→ Source material
+--

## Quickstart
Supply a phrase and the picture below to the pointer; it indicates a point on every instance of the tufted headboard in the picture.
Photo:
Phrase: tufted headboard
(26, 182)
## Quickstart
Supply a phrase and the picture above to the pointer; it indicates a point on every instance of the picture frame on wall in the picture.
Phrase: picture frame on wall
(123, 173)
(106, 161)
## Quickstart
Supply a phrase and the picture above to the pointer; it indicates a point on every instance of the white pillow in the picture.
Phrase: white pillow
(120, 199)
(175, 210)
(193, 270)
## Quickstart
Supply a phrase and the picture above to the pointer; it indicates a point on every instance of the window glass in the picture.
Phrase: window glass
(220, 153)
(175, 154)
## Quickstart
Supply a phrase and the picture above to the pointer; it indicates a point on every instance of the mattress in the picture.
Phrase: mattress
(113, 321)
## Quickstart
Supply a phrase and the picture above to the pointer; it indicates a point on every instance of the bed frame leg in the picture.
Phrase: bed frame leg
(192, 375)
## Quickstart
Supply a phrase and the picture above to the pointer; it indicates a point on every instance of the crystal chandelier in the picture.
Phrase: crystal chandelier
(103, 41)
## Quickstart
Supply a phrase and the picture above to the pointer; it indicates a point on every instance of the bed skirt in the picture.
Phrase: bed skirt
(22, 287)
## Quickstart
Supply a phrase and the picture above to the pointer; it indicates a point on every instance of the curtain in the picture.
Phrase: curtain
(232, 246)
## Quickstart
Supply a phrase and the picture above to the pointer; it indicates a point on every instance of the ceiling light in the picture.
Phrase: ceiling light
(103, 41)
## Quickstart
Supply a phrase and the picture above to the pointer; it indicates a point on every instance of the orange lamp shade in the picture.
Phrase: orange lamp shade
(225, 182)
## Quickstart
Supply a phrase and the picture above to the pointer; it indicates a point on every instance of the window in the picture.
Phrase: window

+--

→ Aim of the exercise
Copy out the data shown above without altering anything.

→ Reply to the exercise
## Quickstart
Supply a phrase and the picture below to the pointer; it indicates a point on every instance of the tufted headboard in the picture.
Photo:
Phrase: tufted headboard
(26, 182)
## Quickstart
Supply a phrase and the picture above to the pointer; it indicates a point on every instance of the picture frame on wall in the picture.
Phrase: picture frame on wall
(123, 173)
(106, 161)
## Quickstart
Supply a phrase and the picture above to the pointer; it indicates a point on every instance of the white pillow in the picture.
Phrase: white pillow
(120, 199)
(175, 210)
(193, 270)
## Quickstart
Supply a phrase and the picture above to the pointer; it indicates a point on every instance of the window glass in the picture.
Phrase: window glass
(220, 153)
(175, 154)
## Quickstart
Supply a phrase and the picture above to the pointer; it indicates a point on every instance of the mattress in the picture.
Phrase: mattress
(113, 321)
## Quickstart
Supply a phrase and the picture above to the pointer; it indicates a point on every instance of the bed frame leg in the picture.
Phrase: bed frame leg
(192, 375)
## Quickstart
Supply a phrase and the picture above to the pointer; it indicates a point on every instance of the crystal chandelier in the picture.
Phrase: crystal chandelier
(103, 41)
## Quickstart
Supply a phrase and the picture above to the pointer; it indicates a point on every instance of the bed skirt in the picture.
Phrase: bed skirt
(22, 287)
## Quickstart
Supply a phrase and the picture above to the pointer; it indicates a point on every instance of the curtain in the picture.
Phrase: curtain
(232, 246)
## Quickstart
Supply a phrase and the picture above to the pointer; it indicates a point on every instance of the ceiling light in the picture.
Phrase: ceiling light
(103, 41)
## Quickstart
Supply a phrase and the picture above to the pointer; it indicates a point on every instance of the orange lamp shade in the picture.
Phrase: orange lamp shade
(225, 182)
## Quickstart
Supply a phrase and the picture above to the pointer; it indicates a point on every instance of the window in the picture.
Phrase: window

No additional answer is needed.